* **Available data**
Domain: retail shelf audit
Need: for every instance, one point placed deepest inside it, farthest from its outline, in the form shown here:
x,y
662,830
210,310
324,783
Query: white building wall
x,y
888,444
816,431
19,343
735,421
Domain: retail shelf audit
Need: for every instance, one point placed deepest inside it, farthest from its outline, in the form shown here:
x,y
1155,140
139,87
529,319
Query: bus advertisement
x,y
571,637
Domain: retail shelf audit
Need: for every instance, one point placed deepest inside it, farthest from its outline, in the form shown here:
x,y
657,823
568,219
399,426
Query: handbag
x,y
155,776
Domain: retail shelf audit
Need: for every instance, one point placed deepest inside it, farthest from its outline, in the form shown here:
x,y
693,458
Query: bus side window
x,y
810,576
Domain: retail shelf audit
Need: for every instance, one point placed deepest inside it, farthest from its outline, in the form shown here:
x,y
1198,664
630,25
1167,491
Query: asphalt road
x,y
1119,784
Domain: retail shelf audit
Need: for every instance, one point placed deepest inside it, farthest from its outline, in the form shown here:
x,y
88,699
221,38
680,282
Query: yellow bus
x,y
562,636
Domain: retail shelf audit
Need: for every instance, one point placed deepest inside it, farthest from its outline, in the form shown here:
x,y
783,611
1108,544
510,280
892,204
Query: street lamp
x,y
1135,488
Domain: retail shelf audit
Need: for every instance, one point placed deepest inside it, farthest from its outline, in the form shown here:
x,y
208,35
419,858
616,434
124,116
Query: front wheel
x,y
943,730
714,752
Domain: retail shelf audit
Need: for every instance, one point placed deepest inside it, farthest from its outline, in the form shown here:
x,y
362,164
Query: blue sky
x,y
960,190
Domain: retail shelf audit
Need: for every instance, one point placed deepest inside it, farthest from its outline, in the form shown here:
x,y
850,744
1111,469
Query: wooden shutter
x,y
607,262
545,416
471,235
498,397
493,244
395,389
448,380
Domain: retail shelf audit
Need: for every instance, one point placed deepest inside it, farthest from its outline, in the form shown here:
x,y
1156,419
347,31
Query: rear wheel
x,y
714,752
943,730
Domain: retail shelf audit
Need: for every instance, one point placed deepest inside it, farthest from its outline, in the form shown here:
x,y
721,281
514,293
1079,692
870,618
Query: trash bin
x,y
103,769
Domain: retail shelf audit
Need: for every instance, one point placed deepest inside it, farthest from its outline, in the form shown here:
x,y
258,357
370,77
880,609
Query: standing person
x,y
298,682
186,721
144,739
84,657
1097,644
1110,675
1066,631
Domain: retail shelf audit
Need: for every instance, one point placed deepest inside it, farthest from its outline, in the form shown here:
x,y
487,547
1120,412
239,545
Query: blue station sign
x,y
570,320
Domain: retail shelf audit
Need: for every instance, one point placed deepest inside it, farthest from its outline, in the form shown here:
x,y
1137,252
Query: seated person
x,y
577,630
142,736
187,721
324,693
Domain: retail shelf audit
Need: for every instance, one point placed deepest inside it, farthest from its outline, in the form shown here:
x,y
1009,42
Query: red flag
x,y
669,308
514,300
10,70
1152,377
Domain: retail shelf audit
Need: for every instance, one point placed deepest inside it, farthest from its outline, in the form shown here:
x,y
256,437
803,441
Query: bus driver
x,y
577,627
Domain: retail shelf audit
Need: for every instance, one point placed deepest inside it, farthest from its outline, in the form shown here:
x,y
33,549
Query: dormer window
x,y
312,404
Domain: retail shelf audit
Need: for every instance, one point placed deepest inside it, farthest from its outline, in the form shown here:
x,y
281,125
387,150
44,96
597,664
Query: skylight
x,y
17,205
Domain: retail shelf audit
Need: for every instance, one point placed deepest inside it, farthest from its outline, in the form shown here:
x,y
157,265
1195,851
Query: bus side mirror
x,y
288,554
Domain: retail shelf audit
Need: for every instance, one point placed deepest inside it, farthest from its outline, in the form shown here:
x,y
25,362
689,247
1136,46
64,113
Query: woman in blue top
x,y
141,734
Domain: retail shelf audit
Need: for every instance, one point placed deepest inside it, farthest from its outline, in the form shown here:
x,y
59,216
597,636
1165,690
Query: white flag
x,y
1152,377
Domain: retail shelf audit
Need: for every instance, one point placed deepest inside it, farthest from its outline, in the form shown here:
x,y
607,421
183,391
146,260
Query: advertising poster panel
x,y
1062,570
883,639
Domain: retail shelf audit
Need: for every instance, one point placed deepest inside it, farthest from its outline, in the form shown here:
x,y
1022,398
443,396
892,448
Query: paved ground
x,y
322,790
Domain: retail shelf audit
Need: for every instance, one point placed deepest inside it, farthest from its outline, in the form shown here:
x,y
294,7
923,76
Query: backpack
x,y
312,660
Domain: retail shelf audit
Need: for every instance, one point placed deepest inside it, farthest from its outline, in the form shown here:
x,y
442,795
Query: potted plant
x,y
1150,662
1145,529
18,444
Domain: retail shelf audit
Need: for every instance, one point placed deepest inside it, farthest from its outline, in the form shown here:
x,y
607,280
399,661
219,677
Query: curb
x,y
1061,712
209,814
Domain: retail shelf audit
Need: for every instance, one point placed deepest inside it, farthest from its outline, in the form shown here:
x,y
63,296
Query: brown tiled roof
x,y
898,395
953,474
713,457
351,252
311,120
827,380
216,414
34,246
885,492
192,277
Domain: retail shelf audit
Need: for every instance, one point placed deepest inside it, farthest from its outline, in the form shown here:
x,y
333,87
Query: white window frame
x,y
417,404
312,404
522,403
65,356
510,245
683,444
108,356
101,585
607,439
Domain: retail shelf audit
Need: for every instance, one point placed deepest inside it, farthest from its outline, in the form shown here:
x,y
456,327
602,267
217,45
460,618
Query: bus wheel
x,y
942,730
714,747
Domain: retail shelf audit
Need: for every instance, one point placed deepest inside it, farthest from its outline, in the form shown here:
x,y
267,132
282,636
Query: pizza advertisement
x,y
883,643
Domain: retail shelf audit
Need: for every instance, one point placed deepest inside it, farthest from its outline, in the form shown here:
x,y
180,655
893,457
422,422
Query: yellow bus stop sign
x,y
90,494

* **What you are asked to do**
Extract the complete set of records unchanged.

* **Task response**
Domain: retail shelf audit
Need: for every instance, one point placed deepest inside it, farthest from its outline, in the form shown here:
x,y
662,830
210,310
324,783
Query: white building wall
x,y
888,444
816,431
19,343
735,421
Domain: retail shelf audit
Need: for every instance, one point placed deepest inside it, farthest from its outline, in the form shown here:
x,y
1155,140
139,87
529,319
Query: bus advertisement
x,y
571,637
Domain: retail shelf audit
Need: for every instance, one point placed deepest inside it, farthest from its outline, in the form shown here:
x,y
657,823
568,219
399,426
Query: handbag
x,y
155,776
Domain: retail shelf audit
Need: for every instance, one point placed deepest inside it, farthest from its outline, in the form shown here:
x,y
693,458
Query: bus side window
x,y
810,576
Domain: retail shelf audit
Need: for every instance, one point placed deepest inside it, farthest from its outline, in the form shown here:
x,y
1198,664
630,25
1167,491
Query: asphalt road
x,y
1119,784
Domain: retail shelf audit
Need: for every instance, one point placed deepest inside it, farthest from its outline, in the form shown here:
x,y
88,699
221,38
680,282
Query: yellow bus
x,y
562,636
Domain: retail shelf audit
Need: for every instance, one point placed deepest inside it, farthest from its outline, in the form shown here:
x,y
783,611
1108,544
510,280
892,204
Query: street lamp
x,y
1135,488
Domain: retail shelf audit
Need: for every instance, one point placed deepest inside it, farthest from its outline, in the form shown here:
x,y
208,35
419,858
616,434
124,116
Query: front wheel
x,y
943,730
714,752
Domain: retail shelf audit
Need: for every instance, one point placed deepest inside it, farthest from its outline, in the form shown here:
x,y
362,164
Query: blue sky
x,y
960,190
Domain: retail shelf audit
Need: for every instance, one point placed deepest inside it, farthest from its outline, in the form shown here:
x,y
850,744
1111,469
Query: wooden shutter
x,y
607,262
545,416
471,235
498,397
493,244
395,389
448,380
Domain: retail shelf audit
Need: for every instance, one point placed deepest inside it, farthest from its outline, in the form shown here:
x,y
1156,419
347,31
Query: rear wheel
x,y
714,752
943,730
Domain: retail shelf audit
Need: for every instance, one point placed deepest inside it, farthest from its outline, in the form shown here:
x,y
721,281
514,293
1079,692
870,618
Query: trash bin
x,y
103,769
Domain: retail shelf audit
Need: for every instance, one point placed deepest inside it, farthest from its outline, in the form shown here:
x,y
258,357
370,77
880,609
Query: standing person
x,y
298,682
186,721
144,739
84,657
1097,644
1110,675
1066,631
Domain: retail shelf audit
Need: for every instance, one point placed deepest inside it, farthest from its outline, in the form shown here:
x,y
487,547
1120,412
239,545
Query: blue station sign
x,y
570,320
Domain: retail shelf audit
Need: for every instance, one point placed deepest inside it, farthest from its outline, in the form shown here:
x,y
1137,252
Query: seated person
x,y
577,630
142,736
187,721
324,693
Domain: retail shelf audit
Need: for every instance, one point placed deepest inside it, farthest from its outline, in the form shown here:
x,y
1009,42
Query: red flag
x,y
669,308
514,300
10,70
1152,377
Domain: retail shelf audit
Need: for every instance, one point placed deepest inside it, farthest from its outline, in the form shown here:
x,y
256,437
803,441
Query: bus driver
x,y
577,627
Domain: retail shelf audit
Need: for every instance, one point placed deepest inside it, farthest from its outline, in the form shown here:
x,y
33,549
Query: dormer window
x,y
312,404
Domain: retail shelf audit
Need: for every instance, one point placed deepest inside it, farthest from its outline, in the form shown here:
x,y
281,125
387,150
44,96
597,664
Query: skylight
x,y
17,205
Domain: retail shelf audit
Need: for every instance, one point placed deepest inside it, farthest from its outline, in the form shown here:
x,y
157,265
1195,851
Query: bus side mirror
x,y
288,554
Domain: retail shelf audit
Need: for every instance, one point placed deepest inside it, farthest from its outline, in the form shown here:
x,y
25,362
689,247
1136,46
64,113
Query: woman in blue top
x,y
141,734
Domain: retail shelf audit
Need: for every instance, one point placed deepest inside it, farthest from its outline, in the form shown here:
x,y
59,216
597,636
1165,690
Query: white flag
x,y
1152,377
Domain: retail shelf audit
Need: for every instance, one point placed deepest inside it, farthest from its outline, in the form shown here:
x,y
607,421
183,391
146,260
Query: advertising poster panel
x,y
1062,570
883,639
Domain: retail shelf audit
Need: for every instance, one point placed deepest inside it, farthest from its outline, in the form shown here:
x,y
1022,398
443,396
892,448
Query: paved ground
x,y
322,790
Domain: retail shelf audit
Need: for every instance, one point placed deepest inside it, farthest from its outline, in the form shown here:
x,y
294,7
923,76
Query: backpack
x,y
312,660
Domain: retail shelf audit
Need: for every instance, one point placed deepest inside it, farthest from its outline, in the form shown here:
x,y
442,795
Query: potted plant
x,y
1150,662
1145,529
18,444
Domain: retail shelf audit
Need: for every instance, one point placed deepest inside it, farthest from its outline, in the form shown here:
x,y
607,280
399,661
219,677
Query: curb
x,y
1061,712
209,814
Domain: retail shelf audit
Need: for every instance, one point placed deepest inside it, farthest from its outline, in the form shown here:
x,y
63,296
Query: brown tiled roof
x,y
898,395
953,474
713,457
351,252
311,120
827,380
216,414
34,246
885,492
192,277
Domain: retail shelf audit
Need: for every instance, one point placed deepest inside it, farthest from its outline, in the form shown here:
x,y
333,87
Query: white window frame
x,y
417,404
312,404
522,403
65,356
510,245
683,444
108,356
101,585
607,439
Domain: retail shelf audit
Need: for every instance, one point placed deepest inside it, farthest from its outline, in the form shown here:
x,y
456,327
602,267
217,45
460,618
Query: bus wheel
x,y
942,730
714,747
Domain: retail shelf audit
Need: for every instance, one point placed deepest inside it, farthest from its outline, in the form shown here:
x,y
267,132
282,636
Query: pizza advertisement
x,y
883,643
Domain: retail shelf audit
Need: for every instance, one point placed deepest inside it, farthest from its outline, in the form shown here:
x,y
180,655
893,457
422,422
Query: yellow bus stop sign
x,y
90,494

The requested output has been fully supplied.